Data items
* * * * *
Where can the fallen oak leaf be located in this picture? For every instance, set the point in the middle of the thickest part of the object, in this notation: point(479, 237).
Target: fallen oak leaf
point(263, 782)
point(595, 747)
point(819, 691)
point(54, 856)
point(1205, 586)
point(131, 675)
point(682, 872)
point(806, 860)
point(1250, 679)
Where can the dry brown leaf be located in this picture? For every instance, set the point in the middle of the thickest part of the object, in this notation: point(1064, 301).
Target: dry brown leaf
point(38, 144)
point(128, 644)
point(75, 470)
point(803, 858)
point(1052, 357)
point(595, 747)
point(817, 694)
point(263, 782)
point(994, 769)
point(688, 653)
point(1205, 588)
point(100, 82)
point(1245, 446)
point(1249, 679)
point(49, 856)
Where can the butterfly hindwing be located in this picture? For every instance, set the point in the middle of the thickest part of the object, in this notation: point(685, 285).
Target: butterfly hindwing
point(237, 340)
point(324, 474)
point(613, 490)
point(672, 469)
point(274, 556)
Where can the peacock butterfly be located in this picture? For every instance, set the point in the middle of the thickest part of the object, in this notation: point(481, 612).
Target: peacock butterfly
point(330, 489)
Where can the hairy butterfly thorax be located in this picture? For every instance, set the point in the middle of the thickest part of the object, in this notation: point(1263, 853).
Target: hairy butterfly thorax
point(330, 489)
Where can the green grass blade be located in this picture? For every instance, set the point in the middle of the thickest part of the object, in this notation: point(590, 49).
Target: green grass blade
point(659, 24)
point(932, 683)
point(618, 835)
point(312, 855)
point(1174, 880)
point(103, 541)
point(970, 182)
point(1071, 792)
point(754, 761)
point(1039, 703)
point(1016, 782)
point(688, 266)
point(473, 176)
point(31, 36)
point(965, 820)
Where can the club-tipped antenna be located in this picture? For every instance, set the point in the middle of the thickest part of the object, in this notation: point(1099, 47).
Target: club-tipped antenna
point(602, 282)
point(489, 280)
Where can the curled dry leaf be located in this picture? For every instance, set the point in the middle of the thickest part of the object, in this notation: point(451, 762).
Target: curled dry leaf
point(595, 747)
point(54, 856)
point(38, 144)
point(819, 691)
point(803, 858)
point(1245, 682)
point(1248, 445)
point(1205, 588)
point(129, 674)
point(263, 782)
* * * * *
**INSTRUCTION**
Reproduce every entry above word for word, with each line kept in its original order and form.

**FULL OUTPUT**
Where can the fallen oak leaf be located in this picture? For every instance, set the point in the middle of the thickest part of the object, in this notation: point(479, 237).
Target: fallen oak leaf
point(263, 782)
point(595, 747)
point(819, 691)
point(54, 856)
point(1205, 586)
point(131, 675)
point(682, 872)
point(806, 860)
point(1250, 679)
Where can the dry brown leaf be located in this picture? For every instance, set the point in the middle of the thickest part of the object, in this notation: point(1064, 301).
Target: dry brown leaf
point(38, 144)
point(128, 644)
point(75, 470)
point(803, 858)
point(1052, 357)
point(595, 747)
point(817, 694)
point(263, 782)
point(994, 769)
point(688, 653)
point(1205, 588)
point(100, 82)
point(1245, 446)
point(1249, 679)
point(49, 856)
Where can the butterfly hindwing be located in this picture? For every instance, set the point in the middle of the thickest part of the object, in this notation: point(685, 285).
Target: butterfly hindwing
point(237, 340)
point(324, 474)
point(613, 490)
point(672, 469)
point(274, 556)
Where can the peacock butterfly be located in this picture? For every instance, set the point in the middle of the thickest part of the object, in this notation: point(481, 612).
Target: peacock butterfly
point(330, 489)
Where can the hairy butterfly thorax be located in this picture? For every instance, set the point in the middle of the thickest part of the object, in this notation: point(1263, 853).
Target: hairy butterfly thorax
point(330, 489)
Where can the green grass blade be located in this picture? For every instance, set the point in the middle of the thickest part of the object, in this notation: point(590, 49).
Target: green grass blade
point(659, 24)
point(932, 683)
point(618, 835)
point(312, 855)
point(1174, 880)
point(103, 541)
point(970, 182)
point(1071, 792)
point(754, 761)
point(1039, 703)
point(1016, 782)
point(688, 266)
point(473, 176)
point(31, 36)
point(965, 820)
Where can the club-tipped antenna be located in this picture? For every instance, set the point in the middle of the thickest part of the object, in this notation: point(1099, 47).
Target: club-tipped antenna
point(602, 282)
point(489, 280)
Where can the curled dry leaf be located in this picture? For every instance, set the point in the middle of the thickest part of the object, in this notation: point(451, 762).
Target: curled dry leaf
point(595, 747)
point(54, 856)
point(38, 144)
point(819, 691)
point(803, 858)
point(1245, 682)
point(1248, 445)
point(1205, 588)
point(129, 674)
point(263, 782)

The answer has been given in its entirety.